* [EXERCISE MATERIAL]:
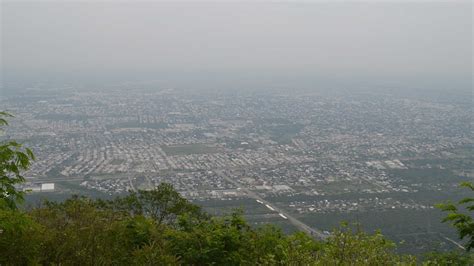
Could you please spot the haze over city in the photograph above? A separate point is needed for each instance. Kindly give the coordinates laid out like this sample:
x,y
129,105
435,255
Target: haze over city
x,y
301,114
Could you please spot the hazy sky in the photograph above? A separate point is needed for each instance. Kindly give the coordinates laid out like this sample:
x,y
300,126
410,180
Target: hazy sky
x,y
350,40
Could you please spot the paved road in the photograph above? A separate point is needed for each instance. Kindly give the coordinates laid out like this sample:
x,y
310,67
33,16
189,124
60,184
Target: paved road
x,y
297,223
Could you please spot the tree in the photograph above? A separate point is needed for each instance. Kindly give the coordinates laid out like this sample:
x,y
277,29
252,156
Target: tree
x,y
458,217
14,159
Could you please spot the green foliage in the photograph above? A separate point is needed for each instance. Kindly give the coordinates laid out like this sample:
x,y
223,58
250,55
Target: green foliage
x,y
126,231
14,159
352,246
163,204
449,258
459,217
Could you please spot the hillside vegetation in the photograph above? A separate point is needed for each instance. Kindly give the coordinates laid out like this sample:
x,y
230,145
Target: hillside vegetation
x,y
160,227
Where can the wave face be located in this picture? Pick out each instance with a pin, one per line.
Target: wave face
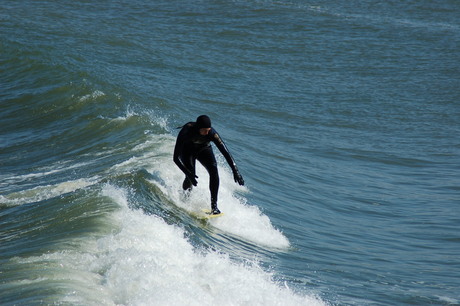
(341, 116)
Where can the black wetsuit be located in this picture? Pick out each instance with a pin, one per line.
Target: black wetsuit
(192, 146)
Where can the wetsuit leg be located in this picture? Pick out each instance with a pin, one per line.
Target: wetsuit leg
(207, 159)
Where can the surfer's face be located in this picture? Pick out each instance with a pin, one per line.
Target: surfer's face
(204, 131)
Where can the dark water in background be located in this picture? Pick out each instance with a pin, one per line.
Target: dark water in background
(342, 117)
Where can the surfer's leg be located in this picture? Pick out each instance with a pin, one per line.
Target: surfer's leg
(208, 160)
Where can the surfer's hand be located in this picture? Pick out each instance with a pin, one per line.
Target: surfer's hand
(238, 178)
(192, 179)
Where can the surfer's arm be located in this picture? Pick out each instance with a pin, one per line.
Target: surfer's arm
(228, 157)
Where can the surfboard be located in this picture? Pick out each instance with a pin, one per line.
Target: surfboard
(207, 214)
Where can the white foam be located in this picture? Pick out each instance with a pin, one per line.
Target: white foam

...

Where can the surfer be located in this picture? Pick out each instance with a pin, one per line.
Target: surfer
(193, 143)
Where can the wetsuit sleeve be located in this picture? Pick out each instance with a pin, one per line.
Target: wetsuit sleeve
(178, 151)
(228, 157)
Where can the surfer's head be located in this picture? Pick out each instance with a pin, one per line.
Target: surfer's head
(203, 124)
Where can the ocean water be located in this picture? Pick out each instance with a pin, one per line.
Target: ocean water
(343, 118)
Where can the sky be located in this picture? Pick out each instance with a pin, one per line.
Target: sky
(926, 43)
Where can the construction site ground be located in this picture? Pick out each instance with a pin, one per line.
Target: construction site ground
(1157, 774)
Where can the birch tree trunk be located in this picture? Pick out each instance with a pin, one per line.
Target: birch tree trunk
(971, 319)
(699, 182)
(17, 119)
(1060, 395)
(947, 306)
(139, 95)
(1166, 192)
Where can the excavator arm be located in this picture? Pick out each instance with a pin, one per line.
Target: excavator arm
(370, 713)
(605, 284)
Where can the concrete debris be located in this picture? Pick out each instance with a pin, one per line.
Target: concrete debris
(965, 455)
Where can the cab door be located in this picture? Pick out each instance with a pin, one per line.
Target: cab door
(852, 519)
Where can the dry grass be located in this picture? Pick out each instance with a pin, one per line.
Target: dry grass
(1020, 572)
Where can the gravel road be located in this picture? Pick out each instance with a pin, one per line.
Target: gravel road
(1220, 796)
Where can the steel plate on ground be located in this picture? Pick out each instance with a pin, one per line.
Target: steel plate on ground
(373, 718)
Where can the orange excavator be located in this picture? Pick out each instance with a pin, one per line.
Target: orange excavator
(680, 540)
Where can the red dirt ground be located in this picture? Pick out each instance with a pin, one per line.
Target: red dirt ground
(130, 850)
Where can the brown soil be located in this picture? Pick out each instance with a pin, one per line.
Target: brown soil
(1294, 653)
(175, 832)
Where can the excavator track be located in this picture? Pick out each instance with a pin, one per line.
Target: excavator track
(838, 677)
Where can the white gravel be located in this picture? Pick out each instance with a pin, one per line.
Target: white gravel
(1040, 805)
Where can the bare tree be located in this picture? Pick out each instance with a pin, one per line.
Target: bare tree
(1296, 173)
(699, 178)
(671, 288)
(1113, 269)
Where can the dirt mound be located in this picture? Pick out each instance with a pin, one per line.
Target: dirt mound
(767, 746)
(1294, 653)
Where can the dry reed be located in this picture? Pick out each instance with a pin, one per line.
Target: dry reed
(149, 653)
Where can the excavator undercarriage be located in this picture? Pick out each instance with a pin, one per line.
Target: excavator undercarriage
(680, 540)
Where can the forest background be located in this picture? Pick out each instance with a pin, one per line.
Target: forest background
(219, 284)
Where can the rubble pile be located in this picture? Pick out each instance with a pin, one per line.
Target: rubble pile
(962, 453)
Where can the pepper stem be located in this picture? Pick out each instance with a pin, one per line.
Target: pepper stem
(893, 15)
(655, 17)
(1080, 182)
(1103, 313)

==

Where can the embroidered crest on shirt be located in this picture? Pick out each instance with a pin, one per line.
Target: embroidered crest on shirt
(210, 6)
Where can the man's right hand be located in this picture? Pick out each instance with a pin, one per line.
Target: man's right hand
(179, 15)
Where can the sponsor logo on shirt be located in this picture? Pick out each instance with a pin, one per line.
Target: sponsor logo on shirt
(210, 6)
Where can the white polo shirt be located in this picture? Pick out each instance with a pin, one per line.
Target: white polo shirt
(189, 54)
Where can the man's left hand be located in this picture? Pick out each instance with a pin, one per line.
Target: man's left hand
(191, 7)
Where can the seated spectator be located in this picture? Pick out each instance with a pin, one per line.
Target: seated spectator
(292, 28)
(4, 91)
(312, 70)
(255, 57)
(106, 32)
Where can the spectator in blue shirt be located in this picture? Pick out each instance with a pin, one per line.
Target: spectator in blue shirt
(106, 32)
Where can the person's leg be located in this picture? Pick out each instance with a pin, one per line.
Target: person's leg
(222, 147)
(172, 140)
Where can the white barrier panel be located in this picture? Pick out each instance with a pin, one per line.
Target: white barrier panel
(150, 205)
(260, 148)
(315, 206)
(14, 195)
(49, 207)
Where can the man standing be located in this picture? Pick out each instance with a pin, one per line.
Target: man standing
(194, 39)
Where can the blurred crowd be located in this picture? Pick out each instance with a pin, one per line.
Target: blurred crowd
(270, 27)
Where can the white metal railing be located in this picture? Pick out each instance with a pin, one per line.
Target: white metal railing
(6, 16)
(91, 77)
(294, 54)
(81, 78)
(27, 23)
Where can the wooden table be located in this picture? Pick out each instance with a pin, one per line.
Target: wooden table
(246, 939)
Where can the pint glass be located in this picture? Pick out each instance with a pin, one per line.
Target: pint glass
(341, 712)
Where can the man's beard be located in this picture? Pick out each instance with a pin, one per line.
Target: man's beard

* [THE PROBLEM]: Give only the number of lines in the listing above that contain the word "spectator".

* [CORRECT OUTPUT]: 4